* [AIM OF THE EXERCISE]: Without the pictures, print each of the records below exactly as it appears.

Dataset rows on where objects appear
---------------
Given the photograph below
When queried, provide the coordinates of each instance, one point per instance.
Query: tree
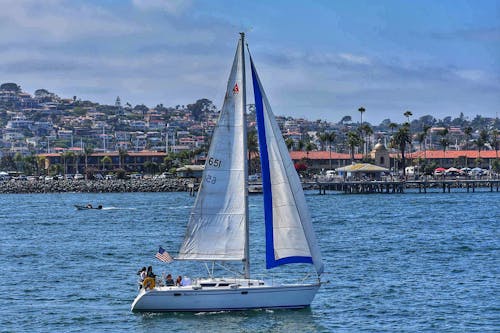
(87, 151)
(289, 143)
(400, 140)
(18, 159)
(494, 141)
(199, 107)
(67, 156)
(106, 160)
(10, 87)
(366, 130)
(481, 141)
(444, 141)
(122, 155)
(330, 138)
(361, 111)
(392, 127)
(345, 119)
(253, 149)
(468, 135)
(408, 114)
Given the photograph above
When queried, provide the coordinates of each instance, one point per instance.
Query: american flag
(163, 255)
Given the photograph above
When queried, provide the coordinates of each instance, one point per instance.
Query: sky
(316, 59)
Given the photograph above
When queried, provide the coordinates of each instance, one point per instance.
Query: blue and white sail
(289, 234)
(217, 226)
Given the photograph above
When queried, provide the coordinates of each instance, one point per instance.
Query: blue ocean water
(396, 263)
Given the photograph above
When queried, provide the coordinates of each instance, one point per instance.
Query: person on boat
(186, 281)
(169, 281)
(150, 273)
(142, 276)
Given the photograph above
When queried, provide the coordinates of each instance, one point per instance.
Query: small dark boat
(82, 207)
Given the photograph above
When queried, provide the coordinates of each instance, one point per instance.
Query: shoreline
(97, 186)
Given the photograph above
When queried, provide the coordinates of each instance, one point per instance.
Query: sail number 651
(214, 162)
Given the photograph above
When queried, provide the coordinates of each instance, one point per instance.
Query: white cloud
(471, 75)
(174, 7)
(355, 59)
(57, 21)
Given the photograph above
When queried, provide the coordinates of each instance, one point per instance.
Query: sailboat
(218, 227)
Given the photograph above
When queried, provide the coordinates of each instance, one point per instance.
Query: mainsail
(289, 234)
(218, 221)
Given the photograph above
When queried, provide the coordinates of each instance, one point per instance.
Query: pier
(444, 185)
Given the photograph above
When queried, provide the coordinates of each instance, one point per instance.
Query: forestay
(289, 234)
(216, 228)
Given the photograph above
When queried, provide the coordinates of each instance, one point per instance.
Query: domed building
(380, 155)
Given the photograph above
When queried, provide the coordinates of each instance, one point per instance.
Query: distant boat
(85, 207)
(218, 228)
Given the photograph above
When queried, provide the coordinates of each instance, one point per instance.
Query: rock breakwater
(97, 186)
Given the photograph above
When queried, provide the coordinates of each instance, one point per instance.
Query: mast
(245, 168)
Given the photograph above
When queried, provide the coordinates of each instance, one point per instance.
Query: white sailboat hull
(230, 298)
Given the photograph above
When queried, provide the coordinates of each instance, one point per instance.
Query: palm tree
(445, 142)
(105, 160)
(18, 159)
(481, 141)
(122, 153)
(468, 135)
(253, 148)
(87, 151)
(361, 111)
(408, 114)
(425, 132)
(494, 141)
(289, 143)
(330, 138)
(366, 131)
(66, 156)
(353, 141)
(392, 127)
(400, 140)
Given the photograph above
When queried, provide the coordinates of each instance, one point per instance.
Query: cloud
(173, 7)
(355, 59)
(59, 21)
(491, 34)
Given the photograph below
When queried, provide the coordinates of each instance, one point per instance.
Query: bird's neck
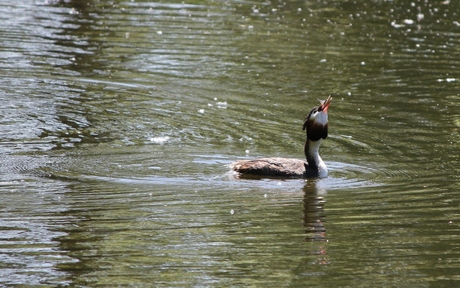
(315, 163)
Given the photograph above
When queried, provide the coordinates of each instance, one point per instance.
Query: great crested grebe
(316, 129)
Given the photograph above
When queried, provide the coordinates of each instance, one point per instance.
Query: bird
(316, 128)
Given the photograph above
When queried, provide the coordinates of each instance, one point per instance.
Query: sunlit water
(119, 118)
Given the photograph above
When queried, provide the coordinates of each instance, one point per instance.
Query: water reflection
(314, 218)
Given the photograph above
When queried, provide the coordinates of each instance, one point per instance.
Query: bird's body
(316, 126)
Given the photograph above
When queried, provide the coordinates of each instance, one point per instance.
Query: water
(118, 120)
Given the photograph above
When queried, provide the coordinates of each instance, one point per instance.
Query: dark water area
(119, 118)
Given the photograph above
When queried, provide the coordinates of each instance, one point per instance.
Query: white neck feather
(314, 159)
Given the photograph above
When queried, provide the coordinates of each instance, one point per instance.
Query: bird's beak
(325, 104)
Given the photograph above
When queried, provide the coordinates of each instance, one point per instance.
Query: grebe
---------------
* [SOLUTION TO THIS EXERCISE]:
Given the photograph below
When queried, provide the coordinates of each instance, one point per instance.
Query: tree
(87, 151)
(289, 143)
(400, 140)
(18, 159)
(494, 141)
(199, 107)
(67, 156)
(106, 160)
(10, 87)
(366, 130)
(481, 141)
(444, 141)
(122, 155)
(330, 138)
(361, 111)
(392, 127)
(345, 119)
(253, 149)
(468, 135)
(408, 114)
Given the photograph above
When queried, provide the coordinates of each instance, one point per instance.
Query: american flag
(163, 255)
Given the photograph above
When queried, provide the coordinates of each instance, one point per instance.
Query: sky
(316, 59)
Given the photograph above
When queried, provide the coordinates of each instance, one point per instance.
Query: blue and white sail
(289, 234)
(217, 226)
Given the photograph above
When queried, provide the coordinates of each instance, one point per instance.
Query: blue ocean water
(396, 263)
Given the photograph above
When queried, provide the coordinates of each instance, one point per instance.
Query: person on boat
(186, 281)
(169, 281)
(150, 273)
(142, 276)
Given the photograph above
When queried, provide the coordinates of each instance, one point per instance.
Query: small dark boat
(82, 207)
Given the photograph above
When queried, provide the coordinates of each instance, one point per instance.
Query: shoreline
(97, 186)
Given the photograph above
When queried, provide the coordinates of each instance, one point per instance.
Query: sail number 651
(214, 162)
Given the photograph above
When queried, provide the coordinates of each instance, one point per instance.
Query: white cloud
(471, 75)
(174, 7)
(355, 59)
(57, 21)
Given the photograph above
When queried, provide the coordinates of each instance, one point per instance.
Query: sailboat
(218, 227)
Given the photograph above
When queried, provide the coordinates of each instance, one point per instance.
Query: mainsail
(289, 234)
(218, 221)
Given the photograph above
When queried, provide the coordinates of each instance, one point per instance.
Query: pier
(444, 185)
Given the photograph above
When queried, provide the coordinates of each instance, one point per instance.
Query: forestay
(289, 234)
(216, 228)
Given the photograph above
When queried, provide the coordinates of each instance, one point per instance.
Query: domed building
(380, 155)
Given the photograph above
When queried, provide the coordinates of each instance, one point per instance.
Query: distant boat
(85, 207)
(218, 228)
Given the photograph above
When queried, provide the coordinates of each instance, one point per instance.
Query: rock breakwater
(97, 186)
Given the photograph above
When queried, provide the coordinates of each instance, one point per instance.
Query: mast
(245, 168)
Given the photograph above
When queried, provide the coordinates of each instance, one point per instance.
Query: white sailboat hull
(230, 298)
Given the photograph above
When queried, provide the coordinates of each instance, one point per instance.
Query: palm tree
(445, 142)
(105, 160)
(18, 159)
(481, 141)
(122, 153)
(468, 135)
(253, 148)
(87, 151)
(361, 111)
(408, 114)
(425, 132)
(494, 141)
(289, 143)
(330, 138)
(366, 131)
(66, 156)
(353, 141)
(392, 127)
(400, 140)
Given the photograph above
When queried, provide the coordinates of each instance, one point per instance.
Query: cloud
(173, 7)
(355, 59)
(59, 21)
(491, 34)
Given the photograph below
When queried, provide the coordinates of each instance, one point per instance.
Query: bird's neck
(315, 163)
Given the photograph above
When queried, provide the coordinates of each instance, one point per instance.
Query: great crested grebe
(316, 129)
Given the photograph above
When queried, provide the coordinates of each instance, one point per instance.
Query: bird
(316, 128)
Given the photograph above
When queried, provide the coordinates of each instance, one point per instance.
Query: sunlit water
(119, 118)
Given the photograph above
When queried, provide the coordinates of each instance, one point per instance.
Query: water reflection
(314, 218)
Given the photograph above
When queried, provide the coordinates of each instance, one point per instance.
Query: bird's body
(316, 126)
Given the photograph above
When queried, provide the coordinates of each instance, one point per instance.
Query: water
(118, 120)
Given the photograph above
When queried, provide the coordinates of each instance, one point per instance.
Query: dark water area
(119, 118)
Given the photograph above
When queried, provide the coordinates of each instance, one point per instance.
Query: white neck feather
(314, 159)
Given the photograph above
When queried, provide the coordinates of each instance, one point per instance.
Query: bird's beak
(325, 104)
Given the photograph above
When queried, provide the coordinates of each instance, one point per instance.
Query: grebe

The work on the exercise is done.